** start of Given records **
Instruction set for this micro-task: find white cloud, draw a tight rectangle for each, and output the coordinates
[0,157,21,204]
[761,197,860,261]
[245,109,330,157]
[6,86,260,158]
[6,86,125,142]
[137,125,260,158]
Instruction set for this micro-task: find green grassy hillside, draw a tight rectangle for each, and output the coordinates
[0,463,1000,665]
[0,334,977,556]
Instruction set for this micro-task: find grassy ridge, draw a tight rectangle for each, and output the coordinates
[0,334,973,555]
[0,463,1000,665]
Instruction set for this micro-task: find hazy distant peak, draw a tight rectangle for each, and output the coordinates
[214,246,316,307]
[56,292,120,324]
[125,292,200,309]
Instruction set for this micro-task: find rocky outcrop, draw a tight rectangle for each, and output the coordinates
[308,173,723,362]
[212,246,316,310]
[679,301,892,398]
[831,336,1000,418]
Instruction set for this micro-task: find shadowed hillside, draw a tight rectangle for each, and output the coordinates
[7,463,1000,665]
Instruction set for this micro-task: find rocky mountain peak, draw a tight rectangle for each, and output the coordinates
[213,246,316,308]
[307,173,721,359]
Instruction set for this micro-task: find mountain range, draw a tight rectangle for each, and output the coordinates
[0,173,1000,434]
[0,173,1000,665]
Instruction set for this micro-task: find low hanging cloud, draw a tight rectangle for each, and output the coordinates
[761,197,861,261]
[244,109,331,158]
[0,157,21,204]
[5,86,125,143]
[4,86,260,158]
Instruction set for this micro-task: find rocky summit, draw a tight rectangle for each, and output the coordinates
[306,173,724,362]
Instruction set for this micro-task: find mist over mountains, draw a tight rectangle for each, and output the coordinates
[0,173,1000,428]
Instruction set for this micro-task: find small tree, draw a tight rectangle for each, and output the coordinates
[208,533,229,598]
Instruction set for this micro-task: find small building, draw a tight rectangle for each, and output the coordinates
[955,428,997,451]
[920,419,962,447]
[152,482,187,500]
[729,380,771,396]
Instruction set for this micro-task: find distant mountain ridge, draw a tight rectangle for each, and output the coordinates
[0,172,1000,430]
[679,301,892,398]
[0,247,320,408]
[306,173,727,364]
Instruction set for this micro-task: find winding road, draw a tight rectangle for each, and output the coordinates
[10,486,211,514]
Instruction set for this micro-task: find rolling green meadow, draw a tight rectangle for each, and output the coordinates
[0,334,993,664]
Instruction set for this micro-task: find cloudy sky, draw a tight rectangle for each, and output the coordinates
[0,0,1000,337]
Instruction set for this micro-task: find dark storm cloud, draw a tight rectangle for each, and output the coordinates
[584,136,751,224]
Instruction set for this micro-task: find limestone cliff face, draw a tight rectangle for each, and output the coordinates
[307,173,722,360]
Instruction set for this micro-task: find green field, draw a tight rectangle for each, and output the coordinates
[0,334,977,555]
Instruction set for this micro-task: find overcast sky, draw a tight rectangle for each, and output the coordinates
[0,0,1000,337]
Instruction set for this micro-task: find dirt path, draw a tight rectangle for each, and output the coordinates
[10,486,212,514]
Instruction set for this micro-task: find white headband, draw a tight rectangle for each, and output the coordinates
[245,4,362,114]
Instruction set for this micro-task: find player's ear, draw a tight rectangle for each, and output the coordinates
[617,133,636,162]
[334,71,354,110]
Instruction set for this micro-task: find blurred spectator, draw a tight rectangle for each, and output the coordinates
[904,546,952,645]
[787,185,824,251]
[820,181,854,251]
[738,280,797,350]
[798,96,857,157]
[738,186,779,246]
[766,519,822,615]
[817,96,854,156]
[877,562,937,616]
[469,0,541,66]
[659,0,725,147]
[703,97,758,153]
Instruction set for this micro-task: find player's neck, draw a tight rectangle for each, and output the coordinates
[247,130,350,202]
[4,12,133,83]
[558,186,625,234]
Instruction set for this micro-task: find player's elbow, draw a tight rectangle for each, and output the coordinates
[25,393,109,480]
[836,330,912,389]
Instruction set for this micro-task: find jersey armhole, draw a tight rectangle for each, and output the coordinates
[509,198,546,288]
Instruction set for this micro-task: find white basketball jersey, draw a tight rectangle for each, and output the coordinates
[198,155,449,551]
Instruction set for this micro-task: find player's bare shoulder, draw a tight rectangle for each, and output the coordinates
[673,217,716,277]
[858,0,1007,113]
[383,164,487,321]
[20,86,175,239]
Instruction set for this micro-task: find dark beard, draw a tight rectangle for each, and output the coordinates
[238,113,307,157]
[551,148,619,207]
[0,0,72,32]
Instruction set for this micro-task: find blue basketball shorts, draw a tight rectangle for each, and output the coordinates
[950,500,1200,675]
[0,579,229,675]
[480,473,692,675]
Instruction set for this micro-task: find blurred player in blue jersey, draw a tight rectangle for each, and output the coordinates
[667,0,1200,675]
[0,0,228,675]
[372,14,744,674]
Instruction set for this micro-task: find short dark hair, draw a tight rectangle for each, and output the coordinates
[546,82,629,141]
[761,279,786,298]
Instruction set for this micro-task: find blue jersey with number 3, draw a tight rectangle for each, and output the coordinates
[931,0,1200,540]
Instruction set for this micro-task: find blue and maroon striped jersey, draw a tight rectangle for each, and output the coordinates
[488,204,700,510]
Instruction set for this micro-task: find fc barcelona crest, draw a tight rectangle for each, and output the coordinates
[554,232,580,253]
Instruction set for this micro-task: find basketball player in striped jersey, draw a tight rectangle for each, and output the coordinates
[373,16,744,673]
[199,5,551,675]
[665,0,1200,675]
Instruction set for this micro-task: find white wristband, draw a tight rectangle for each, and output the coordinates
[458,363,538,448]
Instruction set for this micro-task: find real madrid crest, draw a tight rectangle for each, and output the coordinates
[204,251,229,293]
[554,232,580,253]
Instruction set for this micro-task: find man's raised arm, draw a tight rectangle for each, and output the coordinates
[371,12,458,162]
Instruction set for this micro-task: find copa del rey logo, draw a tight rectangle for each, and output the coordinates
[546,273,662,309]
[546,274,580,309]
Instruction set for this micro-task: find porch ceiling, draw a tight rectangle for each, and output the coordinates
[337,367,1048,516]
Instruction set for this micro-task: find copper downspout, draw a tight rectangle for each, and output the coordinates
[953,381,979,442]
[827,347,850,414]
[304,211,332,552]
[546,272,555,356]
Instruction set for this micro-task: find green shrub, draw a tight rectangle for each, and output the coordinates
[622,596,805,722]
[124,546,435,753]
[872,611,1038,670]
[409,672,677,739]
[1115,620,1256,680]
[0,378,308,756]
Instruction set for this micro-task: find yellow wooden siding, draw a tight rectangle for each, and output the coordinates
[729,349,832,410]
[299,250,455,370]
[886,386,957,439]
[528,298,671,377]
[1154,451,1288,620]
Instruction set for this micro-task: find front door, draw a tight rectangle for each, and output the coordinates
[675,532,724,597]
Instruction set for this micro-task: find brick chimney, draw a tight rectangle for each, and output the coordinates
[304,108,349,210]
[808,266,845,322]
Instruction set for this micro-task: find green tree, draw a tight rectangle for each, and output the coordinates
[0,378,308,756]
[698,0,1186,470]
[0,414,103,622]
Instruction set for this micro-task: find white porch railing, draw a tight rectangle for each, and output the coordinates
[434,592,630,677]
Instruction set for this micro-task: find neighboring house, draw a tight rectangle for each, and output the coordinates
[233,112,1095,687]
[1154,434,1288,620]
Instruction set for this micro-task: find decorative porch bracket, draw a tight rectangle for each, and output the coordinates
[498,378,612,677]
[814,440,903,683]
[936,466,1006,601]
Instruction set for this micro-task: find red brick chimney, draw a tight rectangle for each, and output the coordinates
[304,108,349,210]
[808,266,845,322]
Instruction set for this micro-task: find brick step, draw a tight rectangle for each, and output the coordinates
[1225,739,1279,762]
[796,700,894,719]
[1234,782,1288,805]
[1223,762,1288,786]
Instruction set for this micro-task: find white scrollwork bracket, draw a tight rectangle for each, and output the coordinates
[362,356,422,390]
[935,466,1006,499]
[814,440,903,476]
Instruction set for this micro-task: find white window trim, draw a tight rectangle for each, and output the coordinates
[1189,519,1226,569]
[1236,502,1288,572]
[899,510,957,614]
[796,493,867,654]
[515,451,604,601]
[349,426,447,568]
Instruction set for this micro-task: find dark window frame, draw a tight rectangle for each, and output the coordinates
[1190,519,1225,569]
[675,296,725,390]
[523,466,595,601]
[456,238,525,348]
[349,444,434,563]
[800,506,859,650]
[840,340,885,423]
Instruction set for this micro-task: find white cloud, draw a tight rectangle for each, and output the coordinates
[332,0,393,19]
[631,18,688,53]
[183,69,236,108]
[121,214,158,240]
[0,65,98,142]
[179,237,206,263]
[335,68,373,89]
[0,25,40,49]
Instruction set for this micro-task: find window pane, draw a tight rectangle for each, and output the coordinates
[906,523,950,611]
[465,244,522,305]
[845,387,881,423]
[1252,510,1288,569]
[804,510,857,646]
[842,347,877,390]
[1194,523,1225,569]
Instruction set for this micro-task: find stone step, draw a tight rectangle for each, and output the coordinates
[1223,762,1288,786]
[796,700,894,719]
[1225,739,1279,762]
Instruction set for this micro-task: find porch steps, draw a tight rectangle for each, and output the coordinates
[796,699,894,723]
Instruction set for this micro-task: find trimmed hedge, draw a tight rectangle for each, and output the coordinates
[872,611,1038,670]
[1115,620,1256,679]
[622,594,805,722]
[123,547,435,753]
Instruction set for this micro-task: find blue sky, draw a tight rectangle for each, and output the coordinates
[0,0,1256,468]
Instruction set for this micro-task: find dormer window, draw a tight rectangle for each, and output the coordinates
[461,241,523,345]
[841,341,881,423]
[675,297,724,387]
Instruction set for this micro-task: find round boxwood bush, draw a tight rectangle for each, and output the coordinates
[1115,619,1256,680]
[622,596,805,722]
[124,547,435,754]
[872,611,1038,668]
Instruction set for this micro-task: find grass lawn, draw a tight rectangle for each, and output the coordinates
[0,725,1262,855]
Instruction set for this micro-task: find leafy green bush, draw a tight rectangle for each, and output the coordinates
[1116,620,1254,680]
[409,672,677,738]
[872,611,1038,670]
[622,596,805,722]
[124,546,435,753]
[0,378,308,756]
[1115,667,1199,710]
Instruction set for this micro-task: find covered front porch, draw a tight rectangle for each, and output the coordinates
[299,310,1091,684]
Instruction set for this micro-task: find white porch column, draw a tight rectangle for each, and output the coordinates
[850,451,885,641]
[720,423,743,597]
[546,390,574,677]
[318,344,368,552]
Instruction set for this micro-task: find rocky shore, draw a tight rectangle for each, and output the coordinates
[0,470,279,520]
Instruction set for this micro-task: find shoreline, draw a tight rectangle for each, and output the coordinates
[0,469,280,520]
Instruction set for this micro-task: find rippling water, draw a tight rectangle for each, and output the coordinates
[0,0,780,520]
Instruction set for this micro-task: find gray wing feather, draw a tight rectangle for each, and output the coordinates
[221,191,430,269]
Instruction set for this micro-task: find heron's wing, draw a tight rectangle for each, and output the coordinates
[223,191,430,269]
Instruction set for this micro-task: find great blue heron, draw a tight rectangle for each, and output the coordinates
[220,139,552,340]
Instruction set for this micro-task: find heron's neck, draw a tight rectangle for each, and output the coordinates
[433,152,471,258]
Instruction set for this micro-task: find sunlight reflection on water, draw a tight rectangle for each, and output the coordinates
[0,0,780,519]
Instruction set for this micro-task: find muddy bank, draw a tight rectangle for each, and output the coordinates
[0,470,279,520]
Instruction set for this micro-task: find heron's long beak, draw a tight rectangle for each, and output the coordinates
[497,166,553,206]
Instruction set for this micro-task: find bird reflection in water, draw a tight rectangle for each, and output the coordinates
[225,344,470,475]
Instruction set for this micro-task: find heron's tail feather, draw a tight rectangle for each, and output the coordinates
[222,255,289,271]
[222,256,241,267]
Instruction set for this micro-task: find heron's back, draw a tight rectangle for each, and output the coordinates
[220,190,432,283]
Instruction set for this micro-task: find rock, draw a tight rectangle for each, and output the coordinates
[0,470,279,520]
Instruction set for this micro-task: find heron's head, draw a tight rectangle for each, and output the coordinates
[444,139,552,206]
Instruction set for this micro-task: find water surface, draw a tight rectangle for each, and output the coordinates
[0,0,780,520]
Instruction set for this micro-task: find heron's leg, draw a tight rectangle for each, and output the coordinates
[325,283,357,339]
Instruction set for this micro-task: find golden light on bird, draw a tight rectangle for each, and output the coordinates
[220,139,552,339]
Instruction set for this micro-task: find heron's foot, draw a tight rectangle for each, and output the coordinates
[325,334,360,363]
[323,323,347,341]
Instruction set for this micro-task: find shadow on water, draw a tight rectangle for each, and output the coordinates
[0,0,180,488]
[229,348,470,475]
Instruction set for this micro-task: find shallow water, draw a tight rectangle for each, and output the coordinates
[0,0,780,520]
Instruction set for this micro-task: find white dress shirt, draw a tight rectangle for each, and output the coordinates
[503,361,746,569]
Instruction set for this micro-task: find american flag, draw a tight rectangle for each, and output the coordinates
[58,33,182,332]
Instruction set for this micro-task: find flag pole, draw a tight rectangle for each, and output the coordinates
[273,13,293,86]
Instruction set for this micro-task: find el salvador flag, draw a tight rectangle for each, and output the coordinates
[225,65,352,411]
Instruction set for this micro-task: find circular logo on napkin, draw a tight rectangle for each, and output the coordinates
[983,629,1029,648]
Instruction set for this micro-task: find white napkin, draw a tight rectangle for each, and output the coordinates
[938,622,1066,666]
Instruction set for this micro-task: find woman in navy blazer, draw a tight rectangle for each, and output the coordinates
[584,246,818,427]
** end of Given records **
Stated exercise: Reproduce the records character for character, beginning with the line that contains "Instruction set for this micro-task: find player's ear, draw" and stopping after the line that contains "[334,71,354,110]".

Complete answer:
Instruction set for this micro-task: find player's ear, draw a tight rectangle for each, and output the coordinates
[617,133,636,162]
[334,71,354,110]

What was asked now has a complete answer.